- **WHAT TO WORK ON**
A - Reproduce the passage of the coyote-trapping thread that begins at the words "That's really interesting" and stops after the words "(Nov 25, 2003)".
B - Using the coyote-trapping thread, say whether each statement agrees with it, answering yes or no and quoting the deciding words: (i) mtw290 caught a triple, all at the same site. (ii) timberdoodle528 caught a coyote near the sets yesterday. (iii) Moose57 hopes to do as well on bears in Canada this June.
*** DOCUMENT SECTION
# Got a nice double of yotes this morning!



## Moose57 (Sep 7, 2009)




----------



## nitrojoe (Dec 22, 2004)

Congrats! No pics?:sad:


----------



## 9 (Jan 17, 2000)

Way to go Moose! It appears that the "coyote faucet" was turned on full for a lot of folks last night.


----------



## BigWhiskey (Jan 7, 2010)

Nice job on the double


----------



## Fur-minator (Nov 28, 2007)

Nice catches!

I agree with Seldom the planets must have been aligned last night.:lol:


----------



## Moose57 (Sep 7, 2009)

Your right Fur-minator, I think Seldom was right on the money with his comment.


----------



## FREEPOP (Apr 11, 2002)

Congrats Moose!! 

I may need some lessons on how to catch those critters.


----------



## Moose57 (Sep 7, 2009)

Thanks Freepop!
I am pretty sure you have forgoten more than I will ever know about catching those critters... You and Seldom are still the KN Masters!


----------



## giver108 (Nov 24, 2004)

Great job, Gary! I hope you get a bunch more!


----------



## Moose57 (Sep 7, 2009)

Thanks Todd,
Hopefully we can do as well this June on the Bears in Canada!


----------



## mtw290 (Mar 13, 2008)

Awesome, Moose. Congrats.

That's really interesting that others got multiple captures last night. I caught my first triple last night - all at the same sight. A couple of my other sights had activity and I had a fourth escape. Sounds like they were moving last night.


----------



## timberdoodle528 (Nov 25, 2003)

Nice job on the double, Gary! I had a lot of tracks to follow yesterday and they were close to my sets, but no luck.


----------



## 9 (Jan 17, 2000)

Moose57 said:


> Thanks Freepop!
> I am pretty sure you have forgoten more than I will ever know about catching those critters... You and Seldom are still the KN Masters!


Oh, there's other darn good coyote trappers that are on here but they're pretty quiet and don't run off with their mouth like I do. One of them that consistently performs is Jim who traps up around the Millersburg Plains area. I know for a fact he flat out spanks'em!


----------



## Moose57 (Sep 7, 2009)

Thanks Megan! I still look on here often to see if you have caught your first KN. Hang in there Megan, just a matter of time!
Thanks Seldom, everyone on here that reads your posts including myself can and will learn something from you. So please keep posting! 

Gary...


----------



## 12G Slug (Nov 22, 2010)

it may just be the angle of the pic but whats wrong with the first yotes back leg, looks smallish


----------



## Moose57 (Sep 7, 2009)
******
*** GIVEN MATERIAL
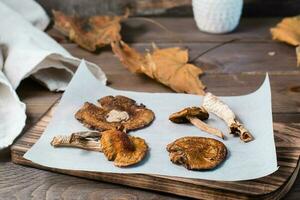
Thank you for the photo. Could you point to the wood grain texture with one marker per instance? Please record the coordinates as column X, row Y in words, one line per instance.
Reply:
******
- **PROBLEM SOLUTIONS**
A -
That's really interesting that others got multiple captures last night. I caught my first triple last night - all at the same sight. A couple of my other sights had activity and I had a fourth escape. Sounds like they were moving last night.


----------



## timberdoodle528 (Nov 25, 2003)

B -
(i) Yes: "I caught my first triple last night - all at the same sight."
(ii) No: "I had a lot of tracks to follow yesterday and they were close to my sets, but no luck."
(iii) Yes: "Hopefully we can do as well this June on the Bears in Canada!"